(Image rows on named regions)
· · · · · · ·
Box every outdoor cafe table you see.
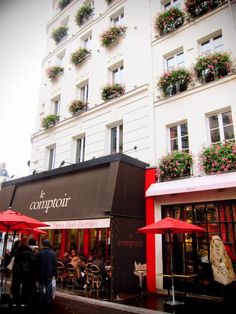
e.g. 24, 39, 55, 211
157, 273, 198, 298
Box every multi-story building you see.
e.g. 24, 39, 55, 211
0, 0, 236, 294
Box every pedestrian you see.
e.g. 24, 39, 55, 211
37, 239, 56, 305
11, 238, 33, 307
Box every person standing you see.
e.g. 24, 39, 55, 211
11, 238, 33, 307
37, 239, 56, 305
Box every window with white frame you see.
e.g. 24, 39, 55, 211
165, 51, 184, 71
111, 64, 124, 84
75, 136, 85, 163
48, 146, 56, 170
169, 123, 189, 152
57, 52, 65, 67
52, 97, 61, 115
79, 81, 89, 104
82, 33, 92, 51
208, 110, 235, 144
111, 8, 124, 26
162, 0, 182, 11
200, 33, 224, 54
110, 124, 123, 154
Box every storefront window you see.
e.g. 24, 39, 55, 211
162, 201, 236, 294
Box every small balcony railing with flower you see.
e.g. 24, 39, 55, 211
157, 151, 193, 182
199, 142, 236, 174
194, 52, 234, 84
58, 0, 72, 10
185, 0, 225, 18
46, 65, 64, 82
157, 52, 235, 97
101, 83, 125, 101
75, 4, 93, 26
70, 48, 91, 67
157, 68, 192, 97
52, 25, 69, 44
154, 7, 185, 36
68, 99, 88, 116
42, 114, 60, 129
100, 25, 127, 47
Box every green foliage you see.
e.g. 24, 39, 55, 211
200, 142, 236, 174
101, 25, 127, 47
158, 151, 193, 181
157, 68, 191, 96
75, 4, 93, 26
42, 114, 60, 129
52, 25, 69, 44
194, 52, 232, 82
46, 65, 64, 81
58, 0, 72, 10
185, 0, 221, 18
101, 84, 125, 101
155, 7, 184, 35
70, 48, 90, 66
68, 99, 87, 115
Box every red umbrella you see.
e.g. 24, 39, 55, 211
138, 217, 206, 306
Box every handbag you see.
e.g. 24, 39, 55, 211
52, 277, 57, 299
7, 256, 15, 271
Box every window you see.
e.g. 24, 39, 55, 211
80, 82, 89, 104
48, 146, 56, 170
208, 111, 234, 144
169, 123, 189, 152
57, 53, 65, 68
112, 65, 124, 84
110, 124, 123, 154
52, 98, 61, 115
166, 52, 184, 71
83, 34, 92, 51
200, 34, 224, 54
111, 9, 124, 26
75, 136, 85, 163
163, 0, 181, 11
· · · · · · ·
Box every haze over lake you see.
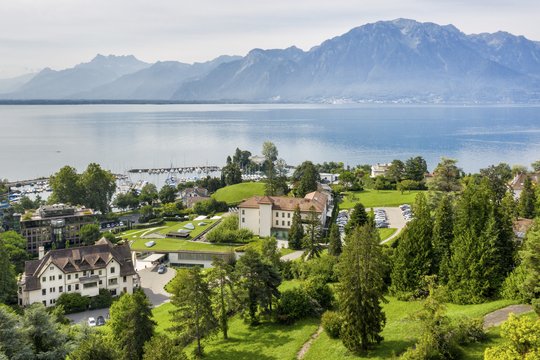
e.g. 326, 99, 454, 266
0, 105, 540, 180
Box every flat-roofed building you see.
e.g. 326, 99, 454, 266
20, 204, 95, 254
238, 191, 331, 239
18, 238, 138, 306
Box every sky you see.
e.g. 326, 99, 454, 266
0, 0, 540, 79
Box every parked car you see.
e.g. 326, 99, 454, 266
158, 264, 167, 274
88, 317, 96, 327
· · · · · · ·
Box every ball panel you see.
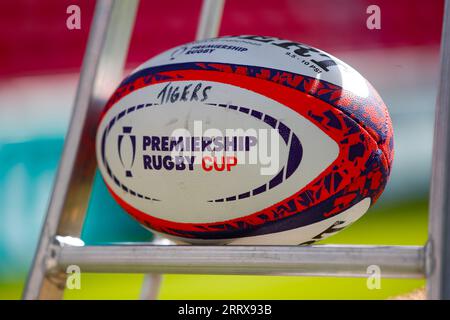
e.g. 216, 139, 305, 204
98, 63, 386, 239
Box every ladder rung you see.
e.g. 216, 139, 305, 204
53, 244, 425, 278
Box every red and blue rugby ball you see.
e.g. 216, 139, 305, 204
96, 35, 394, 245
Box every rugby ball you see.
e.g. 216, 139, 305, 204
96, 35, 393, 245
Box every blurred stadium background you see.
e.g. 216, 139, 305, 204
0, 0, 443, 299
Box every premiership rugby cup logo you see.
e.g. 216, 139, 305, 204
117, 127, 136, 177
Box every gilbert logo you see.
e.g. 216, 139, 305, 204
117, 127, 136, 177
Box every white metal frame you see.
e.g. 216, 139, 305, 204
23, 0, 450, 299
· · · · · · ·
WHAT IS NEEDED – Rewrite everything from the line containing "Box every ball panel you see." down to the line containing "23, 0, 450, 299", putting "football" in place of "rugby ball" and keeping everything else the same. Leave the pictures out of your answer.

ANSWER BELOW –
Box every ball panel you see.
e.g. 216, 139, 305, 204
98, 63, 386, 239
Box every ladder rung you see.
e.g. 216, 139, 305, 204
53, 244, 425, 278
Box every red and blue football you see.
e.g. 216, 139, 305, 204
96, 35, 394, 245
Box every football you see.
e.g. 216, 139, 305, 204
96, 35, 393, 245
Box every blurred stadium background you see.
e.g. 216, 139, 305, 204
0, 0, 443, 299
Box every premiership rugby cup logo you see.
e.g. 216, 139, 305, 204
117, 127, 136, 177
Box every gilbert logo you see.
e.g. 216, 139, 305, 204
117, 127, 136, 177
Box every white metal frame you see.
e.g. 216, 139, 305, 204
23, 0, 450, 299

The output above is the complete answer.